EXTRACTED RECORDS —
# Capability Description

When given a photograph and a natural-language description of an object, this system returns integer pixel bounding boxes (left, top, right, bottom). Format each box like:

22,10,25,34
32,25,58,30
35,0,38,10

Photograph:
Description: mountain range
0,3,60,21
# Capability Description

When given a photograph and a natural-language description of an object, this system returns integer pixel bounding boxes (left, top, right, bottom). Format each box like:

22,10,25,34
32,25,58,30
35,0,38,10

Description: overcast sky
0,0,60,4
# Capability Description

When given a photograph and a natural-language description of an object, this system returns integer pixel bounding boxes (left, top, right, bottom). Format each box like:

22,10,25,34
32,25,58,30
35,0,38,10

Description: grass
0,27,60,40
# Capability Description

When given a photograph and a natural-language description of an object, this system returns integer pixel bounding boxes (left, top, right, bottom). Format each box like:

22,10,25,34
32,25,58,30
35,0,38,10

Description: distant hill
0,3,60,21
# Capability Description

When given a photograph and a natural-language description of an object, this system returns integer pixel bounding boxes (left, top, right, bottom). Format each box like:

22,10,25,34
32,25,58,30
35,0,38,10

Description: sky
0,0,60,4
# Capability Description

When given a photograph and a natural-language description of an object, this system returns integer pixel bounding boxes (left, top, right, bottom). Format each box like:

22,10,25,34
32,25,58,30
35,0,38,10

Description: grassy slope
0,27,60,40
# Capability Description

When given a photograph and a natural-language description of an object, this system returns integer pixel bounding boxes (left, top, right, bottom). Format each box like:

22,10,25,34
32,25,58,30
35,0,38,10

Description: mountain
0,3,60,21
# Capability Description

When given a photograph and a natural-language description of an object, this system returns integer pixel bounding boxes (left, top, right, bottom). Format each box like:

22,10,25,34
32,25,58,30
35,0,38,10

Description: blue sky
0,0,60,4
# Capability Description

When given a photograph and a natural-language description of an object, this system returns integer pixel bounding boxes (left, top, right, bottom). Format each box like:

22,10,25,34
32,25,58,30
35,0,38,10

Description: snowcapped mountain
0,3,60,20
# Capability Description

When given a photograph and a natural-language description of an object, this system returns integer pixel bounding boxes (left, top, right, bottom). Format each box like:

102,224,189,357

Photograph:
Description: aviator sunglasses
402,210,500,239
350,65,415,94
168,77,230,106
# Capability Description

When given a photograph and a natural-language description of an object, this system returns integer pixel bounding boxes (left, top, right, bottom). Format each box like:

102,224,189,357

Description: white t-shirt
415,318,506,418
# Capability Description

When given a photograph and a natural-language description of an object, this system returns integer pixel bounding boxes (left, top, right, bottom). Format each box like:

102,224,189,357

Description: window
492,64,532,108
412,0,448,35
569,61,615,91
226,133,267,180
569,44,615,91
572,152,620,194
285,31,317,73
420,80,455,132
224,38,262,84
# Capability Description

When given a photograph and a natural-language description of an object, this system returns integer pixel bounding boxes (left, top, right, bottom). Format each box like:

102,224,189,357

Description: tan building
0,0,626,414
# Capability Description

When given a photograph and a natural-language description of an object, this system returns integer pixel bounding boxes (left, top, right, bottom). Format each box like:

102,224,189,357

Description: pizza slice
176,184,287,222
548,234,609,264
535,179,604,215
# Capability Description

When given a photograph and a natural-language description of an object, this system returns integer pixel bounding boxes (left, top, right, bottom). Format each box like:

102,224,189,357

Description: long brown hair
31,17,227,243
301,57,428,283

REQUIREMENT — Return all of the above records exactly, leaving no line out.

FULL ANSWER —
# Capability Description

When given a photograph and a natural-language description of an object, this system returns integer pixel bounding boxes (left, top, right, bottom). Format each box like:

22,10,25,34
32,25,58,30
35,0,38,10

Photograph:
Description: mountain range
0,3,60,21
# Capability Description

When given a photograph and a natural-language description of an object, this system returns integer pixel bounding boxes (left, top, right, bottom). Format each box like:

22,10,25,34
32,25,58,30
35,0,38,10

Description: overcast sky
0,0,60,4
# Capability Description

When given a photograph and a natural-language description of an object, this system returns integer pixel bounding boxes (left, top, right, bottom). Format each box like:

22,10,25,34
32,25,58,30
35,0,38,10

Description: grass
0,27,60,40
# Capability Description

When given a photograph and a natural-language description of an object, this system returns integer pixel bounding boxes (left, top, right, bottom). Format each box like:

22,10,25,34
32,25,58,30
35,0,38,10

Description: distant hill
0,3,60,21
# Capability Description

When given a photograph and a natural-language description of an object, this system returns integer pixel bounding boxes (left, top, right, bottom). Format each box like:

22,10,25,34
32,25,58,30
35,0,38,10

Description: sky
0,0,60,4
# Capability Description

When given a photograph and a natural-language description of an object, this system returns integer pixel bounding boxes (left, top, right, bottom). Format each box like:

22,10,25,34
32,25,58,30
35,0,38,10

Description: grassy slope
0,27,60,40
# Capability Description

When given a photograph and a natural-language description of an object, this system returns integer pixel bounding boxes (left, top, right, bottom). Format each box like:

22,10,25,34
32,25,58,30
35,0,38,10

Description: mountain
0,3,60,21
# Capability Description

When given a photograph and a natural-language description of an object, this system returns integer pixel bounding boxes (left, top, right, bottom). Format each box like:

22,10,25,34
32,25,58,30
35,0,38,10

Description: blue sky
0,0,60,4
# Capability Description

When given a photograph and a natural-language description of an object, this system returns integer pixel bounding boxes (left, top, right, bottom). Format each box like:

22,10,25,34
32,25,58,30
35,0,38,10

Description: snowcapped mountain
0,3,60,20
# Capability Description

When given a photograph and a natural-language description of an object, this system returns integer pixel bounding boxes (left, top, right, bottom). Format each box like:

102,224,189,357

Photograph:
Description: aviator sunglasses
402,210,500,239
350,65,415,94
168,77,230,106
# Capability Description

When given a photograph and a natural-language description of an object, this system returns integer pixel bounding boxes (left, top, right, bottom). Format each box like:

102,224,189,357

Description: white t-shirt
415,318,506,418
# Capability Description

When given a photograph and a natural-language description of an object, this system returns integer pixel bounding boxes (left, top, right, bottom). Format each box like:

102,224,189,357

Description: window
492,64,532,108
412,0,448,35
569,61,615,91
226,133,267,180
569,44,615,91
572,152,620,194
285,31,317,73
420,80,455,132
224,38,262,84
# Capability Description

When given a photograph and a natural-language description of an object, this system returns integer pixel bounding boxes (left, top, right, bottom). Format each box like:

102,224,189,357

Description: tan building
0,0,626,414
# Capability Description

When given a photograph and a natural-language description of an object, this system returns integer pixel bounding boxes (left, top, right, bottom). Format each box like:

102,224,189,357

Description: pizza slice
176,184,287,222
548,234,609,264
535,179,604,215
# Capability Description

When given a photograph and a natural-language description of an object, this system returns integer pixel bounding boxes (left, top, right, bottom). Format each box like:

102,224,189,357

Description: long brown hair
31,17,227,243
301,57,428,283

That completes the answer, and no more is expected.